October 2010, Vol. 22, No.10

Research Notes

Harnessing bacteria to generate energy

Research in reconfiguring microbial electrochemical cells (MXCs) to carry out electrolysis could help enhance the efficiency of clean energy production. Prathap Parameswaran and colleagues in the Biodesign Institute at Arizona State University (Tempe) used a microbial electrolysis cell (MEC) to form hydrogen gas, according to an article by Biodesign Institute science writer Richard Harth.

MXCs use bacterial respiration to liberate electrons and generate an electrical current. Bacteria, grown in the positive (anode) chamber, can use waste materials as food to grow while transferring electrons onto the electrode to generate this electricity, as shown by another research team, led by Bruce Rittmann, director of Biodesign’s Center for Environmental Biotechnology.

In the current study, researchers reconfigured MXCs into an MEC so that electrons produced at the anode join positively charge protons in the negative (cathode) chamber to form hydrogen gas. The reactions in the MEC anode are similar to what happens in a microbial fuel cell to generate electricity, Parameswaran said, according to the article.

The study shows that the level of electron flow from the anode to the cathode can be improved by selecting for additional bacteria known as homo-acetogens in the anode chamber. Researchers identified homo-acetogens using both chemical and genomic methods. Homo-acetogens produce acetate, which is a favorable electron donor for the anode bacteria. Under favorable conditions, anode bacteria that formed a relationship, or syntrophy, with homo-acetogens were found to convert hydrogen into a current more efficiently, the article says.

Researchers also reduced the negative effect of other hydrogen-consuming microbes, which remove some of the available electrons from the system and reduce the current, the article says. In the study, researchers added the chemical 2-bromoethane sulfonic acid to inhibit methanogens, one type of hydrogen-consuming microbe.

This and future research could help commercialize systems that treat wastewater and generate energy, the article notes. The researchers also plan to explore ways to sustain syntrophic relationships between homo-acetogens and anode bacteria in the absence of chemical inhibitors, the article says.

Read more in Harth’s article, “Microbe power as a green means to hydrogen fuel production,” at www.biodesign.asu.edu/news/microbe-power-as-a-green-means-to-hydrogen-fuel-production.


Membrane filters oil from water

A Purdue University (West Lafayette, Ind.) researcher has created a new type of membrane that separates oil from water. Jeffrey Youngblood, an assistant professor of materials engineering at Purdue, has created technology that enables a membrane to allow water but not oil to pass, according to a Purdue news release.

With a higher flow rate than conventional filters that separate oil from water, the new membrane filter results in 98% separation, according to Youngblood. Researchers have tested the materials with solutions containing oil suspended in water, similar to concentrations existing in oil spills and other environmental cleanup circumstances.

PROVIDED MATERIAL -

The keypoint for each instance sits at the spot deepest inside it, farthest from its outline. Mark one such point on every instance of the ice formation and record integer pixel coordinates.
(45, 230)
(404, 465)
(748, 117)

EXERCISE TASKS -
a - Answer these from the research notes on hydrogen-producing bacteria and the oil-separating membrane:
(i) Which chemical did the researchers add to inhibit methanogens?
(ii) Who directs Biodesign's Center for Environmental Biotechnology?
(iii) What level of separation does the new membrane filter achieve, according to Youngblood?
b - Write the next part of the research notes on hydrogen-producing bacteria and the oil-separating membrane, starting after their final sentence.

OUTPUTS IN ORDER -
a -
(i) 2-bromoethane sulfonic acid
(ii) Bruce Rittmann
(iii) 98% separation

b -
To create these membranes, researchers covalently attach perfluorinated end-capped polyethylene glycol (PEG) surfactants to fritted glass membranes, the release says. Fritted glass is finely porous glass through which gas or liquid may pass.

In the 2007 report “Self-cleaning and anti-fog surfaces via stimuli-responsive polymer brushes,” Youngblood found that surfaces with PEG layers were stimuli-responsive. External stimuli led to changes in the surfaces’ inherent properties, allowing the surfaces to act as chemical gates.

“It is possible to control the selectivity of a membrane by taking advantage of differences in polymer-solute interactions,” according to the article “Amphiphile grafted membranes for the separation of oil-in-water dispersions,” published in 2009 in the Journal of Colloid and Interface Science.

The study found that oil suspended in water coalesced at the membrane surface with a small contact area on the membrane, compared to water. The water spread out along the membrane surface, filtering through. Only small amounts of oil were found in permeate from the treated membrane filter. Untreated filters, however, were found to allow between 90% and 98% of the oil to pass through, the article says.

Another unique characteristic of the membrane is that those tested were in the microfiltration pore range of 10 to 174 µm, which is larger than would be expected and increases the speed of filtration. Typical organic separation filters are in the nanofiltration pore range, the article says.

Youngblood’s membrane filter relies on chemical selectivity to optimize the amount of water that can pass through and avoid the common problem of pore clogging from particulates, the article says.

The study resulted in the desired goal: Create a filtration system capable of separating oil from water without a marked decrease in permeability. This technology, licensed through the Purdue Research Foundation’s Office of Technology Commercialization, could be used to help with environmental cleanups, water purification, and industrial filtration, the news release says. Youngblood also is working to develop a coating using the technology that could prevent windshields from fogging up or accumulating oily deposits, the release says.